# Slowing down a Platinum 24 SHO



## lnh (Mar 17, 2019)

There have been very few opportunities so far this season to put my new machine (921050) through its paces, but one thing I did notice when tackling the EOD was even 1st gear seemed a bit faster than I wanted especially compared with my old Honda HS828 where you could have it crawl as slow as needed. I'm not concerned with top speed gear 6 being a bit slower and faster reverse would be OK as well.

Logically it seems like moving the threaded connector on the rod upward should accomplish this change. Is this correct?


----------



## cdestuck (Jan 20, 2013)

You are correct in your thoughts. Not exactly sure if your lever goes up or down for forward speeds as I’m not familiar with your model. But by threading that piece either up or down will complete your task.


----------



## Ziggy65 (Jan 18, 2020)

I too found that 1st gear was faster than I liked on my Ariens 28 SHO, especially for EOD piles and deep snow. I made the adjustment on the threaded rod you indicate so the drive wheel was just maxing out on the hex shaft bump stop when in R2. I still found 1st gear was faster than I liked.

*-*-*

Set problem 1 -> In the forum thread about slowing down a Platinum 24 SHO, what older machine does lnh compare the new one with?
The forum thread and the listing come from separate, unrelated sources.

Provided data ->

*-*-*

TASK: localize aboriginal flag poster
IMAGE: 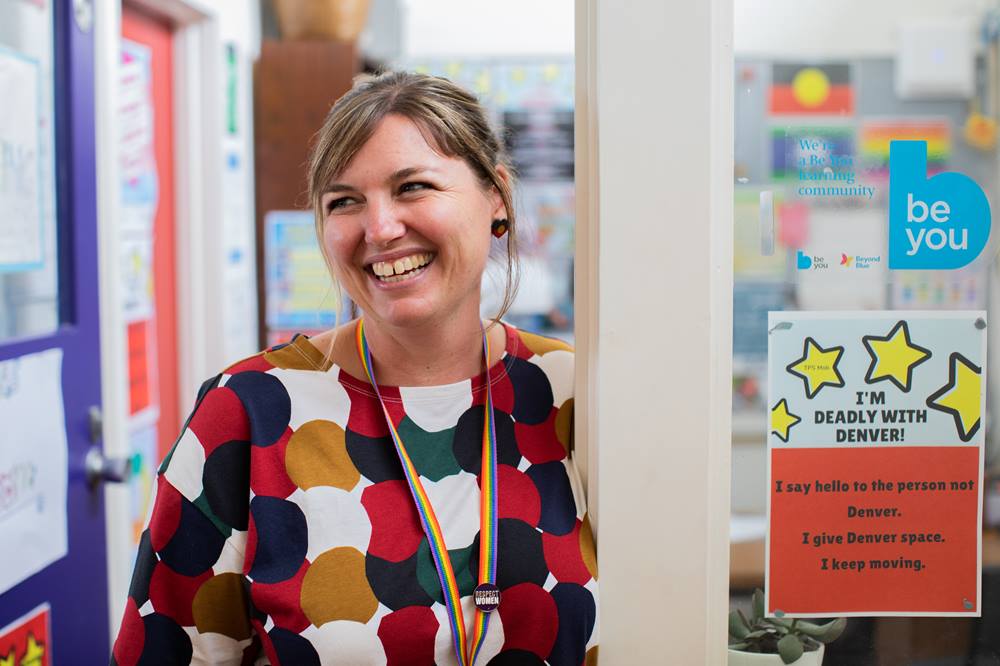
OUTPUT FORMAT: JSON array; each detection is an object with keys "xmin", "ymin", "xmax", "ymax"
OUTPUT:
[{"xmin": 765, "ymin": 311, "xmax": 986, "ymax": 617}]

*-*-*

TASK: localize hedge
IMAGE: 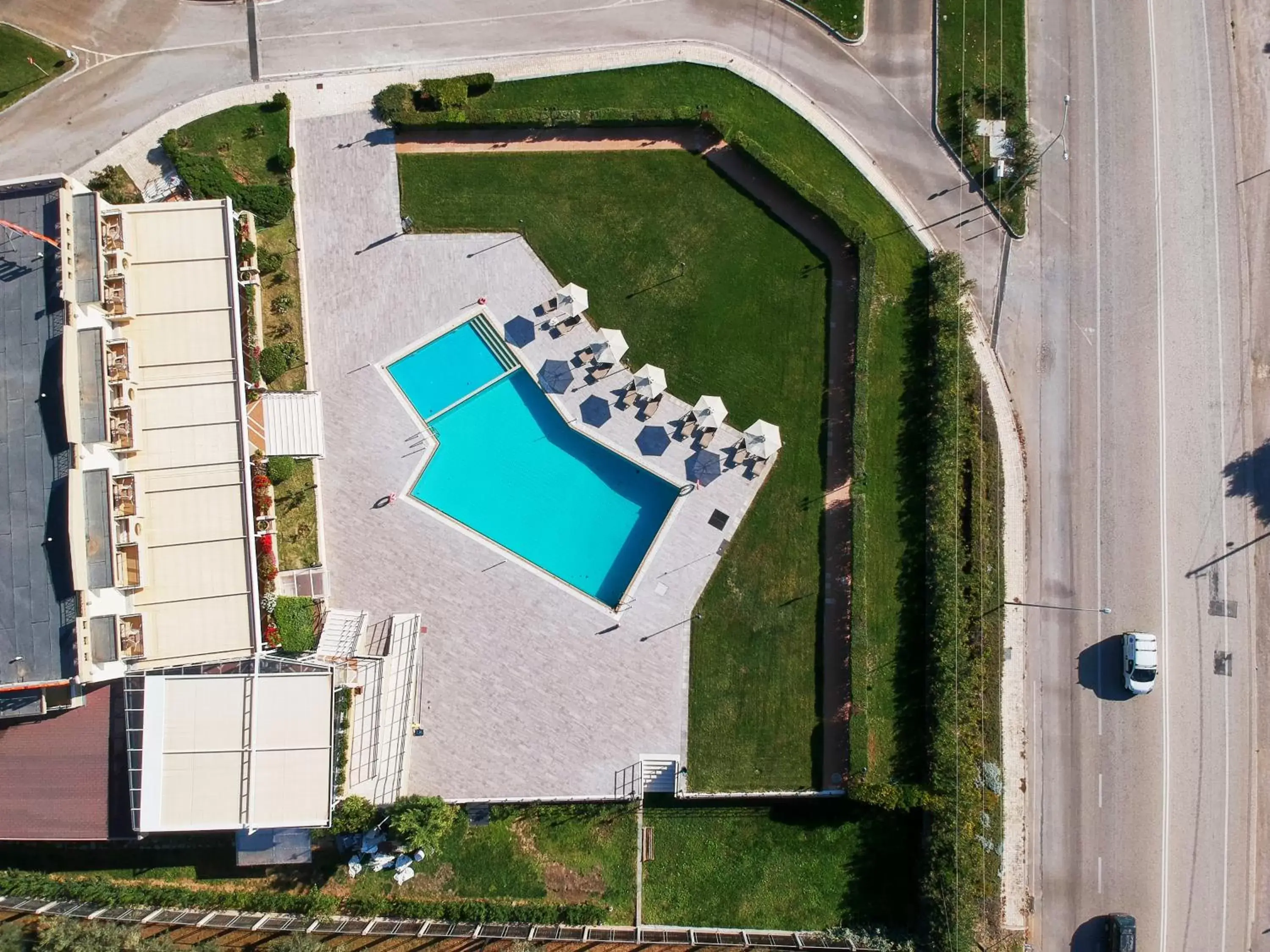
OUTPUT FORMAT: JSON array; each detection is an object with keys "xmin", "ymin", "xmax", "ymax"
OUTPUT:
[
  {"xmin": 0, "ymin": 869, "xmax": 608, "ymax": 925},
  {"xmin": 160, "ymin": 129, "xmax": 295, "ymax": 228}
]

*-*-*

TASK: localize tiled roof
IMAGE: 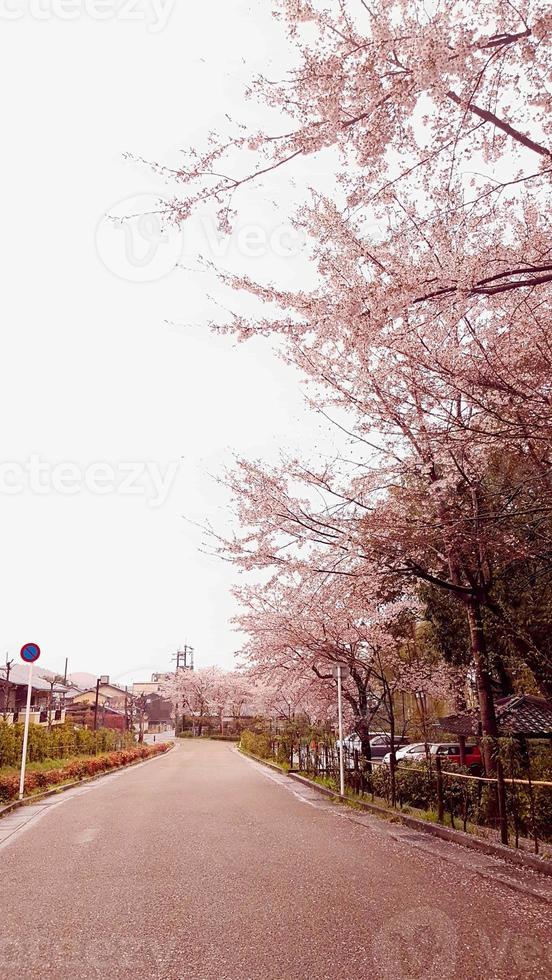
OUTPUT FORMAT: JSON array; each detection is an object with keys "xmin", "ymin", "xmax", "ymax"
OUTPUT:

*-*-*

Set problem 2 -> Gather every line of the listing that contains the string "localize".

Right answer 1 -> A Honda HS828.

Right answer 2 ->
TASK: localize aboriginal flag poster
TASK: localize hedge
TASK: localize tiled roof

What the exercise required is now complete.